§ What you need to do
According to the text on guiding principles for the mercury rule, when is the final rule expected?

The five Guiding Principles outlined below provide a context for additional inquiry and help to focus the Agency’s deliberations as we move toward a final rule in March, 2005. The Agency will continue to study the mercury health impacts, control technologies, economic consequences of regulation and domestic and international emission sources throughout the next several months. Guiding Principle 1 has been expanded to include further explanation and areas where the Agency seeks additional information. Guiding Principles 2-5 will be expanded to provide similar information as the decision process continues.

Guiding Principles for the
First-Ever Rule to Reduce Mercury Emissions from Power Plants

The final rule will...

1. concentrate on the need to protect children and pregnant women from the health impacts of mercury.

2. stimulate and encourage early adopters of new technology that can be adequately tested and widely deployed across the full fleet of U.S. power plants and coal types.

3. significantly reduce total emissions by leveraging the $50 billion investment that the Clean Air Interstate Rule will require.

4. consider the need to maintain America’s competitiveness.

5. be one component of the Agency’s overall effort to reduce mercury emissions.

Guiding Principle 1: The final rule will concentrate on the need to protect children and pregnant women.

Critical Questions:

Speciation – How do different forms of mercury behave?

Segmentation dataset excerpts:
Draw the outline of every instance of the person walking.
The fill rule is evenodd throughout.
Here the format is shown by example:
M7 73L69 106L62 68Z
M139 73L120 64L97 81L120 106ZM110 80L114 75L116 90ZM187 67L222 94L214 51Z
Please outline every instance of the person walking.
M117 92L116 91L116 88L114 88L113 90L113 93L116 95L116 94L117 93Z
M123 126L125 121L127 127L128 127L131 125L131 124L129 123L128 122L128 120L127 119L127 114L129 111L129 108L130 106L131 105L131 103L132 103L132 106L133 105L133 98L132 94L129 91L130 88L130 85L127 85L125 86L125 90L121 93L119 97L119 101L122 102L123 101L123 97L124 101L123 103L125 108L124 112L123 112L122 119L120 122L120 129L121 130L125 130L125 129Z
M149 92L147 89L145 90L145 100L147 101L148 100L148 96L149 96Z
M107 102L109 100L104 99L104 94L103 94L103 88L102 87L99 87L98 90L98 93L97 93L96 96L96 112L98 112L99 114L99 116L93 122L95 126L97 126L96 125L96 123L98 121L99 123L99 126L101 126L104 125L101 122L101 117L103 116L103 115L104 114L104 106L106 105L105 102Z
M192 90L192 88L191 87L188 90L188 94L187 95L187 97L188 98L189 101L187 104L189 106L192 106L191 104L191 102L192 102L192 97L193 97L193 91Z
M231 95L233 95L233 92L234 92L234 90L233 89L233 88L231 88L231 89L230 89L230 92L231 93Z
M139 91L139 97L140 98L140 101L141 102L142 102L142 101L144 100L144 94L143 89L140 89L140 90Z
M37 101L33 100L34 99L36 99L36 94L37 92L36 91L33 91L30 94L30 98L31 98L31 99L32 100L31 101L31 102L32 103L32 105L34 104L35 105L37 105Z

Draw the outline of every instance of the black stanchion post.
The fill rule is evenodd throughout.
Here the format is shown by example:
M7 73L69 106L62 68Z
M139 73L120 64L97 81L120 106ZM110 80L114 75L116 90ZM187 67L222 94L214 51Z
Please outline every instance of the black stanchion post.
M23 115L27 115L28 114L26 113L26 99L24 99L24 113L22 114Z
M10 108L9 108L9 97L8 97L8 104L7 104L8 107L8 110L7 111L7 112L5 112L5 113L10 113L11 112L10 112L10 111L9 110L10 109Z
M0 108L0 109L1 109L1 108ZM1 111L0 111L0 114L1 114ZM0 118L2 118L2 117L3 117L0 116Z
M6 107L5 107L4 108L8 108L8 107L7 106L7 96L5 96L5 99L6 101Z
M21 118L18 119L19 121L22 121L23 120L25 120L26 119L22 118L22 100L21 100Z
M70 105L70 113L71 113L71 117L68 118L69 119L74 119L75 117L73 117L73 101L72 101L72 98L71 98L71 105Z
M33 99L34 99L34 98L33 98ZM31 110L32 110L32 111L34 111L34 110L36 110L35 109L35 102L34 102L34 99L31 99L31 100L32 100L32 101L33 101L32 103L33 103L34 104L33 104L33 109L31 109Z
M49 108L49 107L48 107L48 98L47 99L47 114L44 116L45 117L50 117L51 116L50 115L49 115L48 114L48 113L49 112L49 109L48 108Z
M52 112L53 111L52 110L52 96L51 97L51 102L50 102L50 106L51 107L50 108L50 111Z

§ Answer to this problem
In March 2005.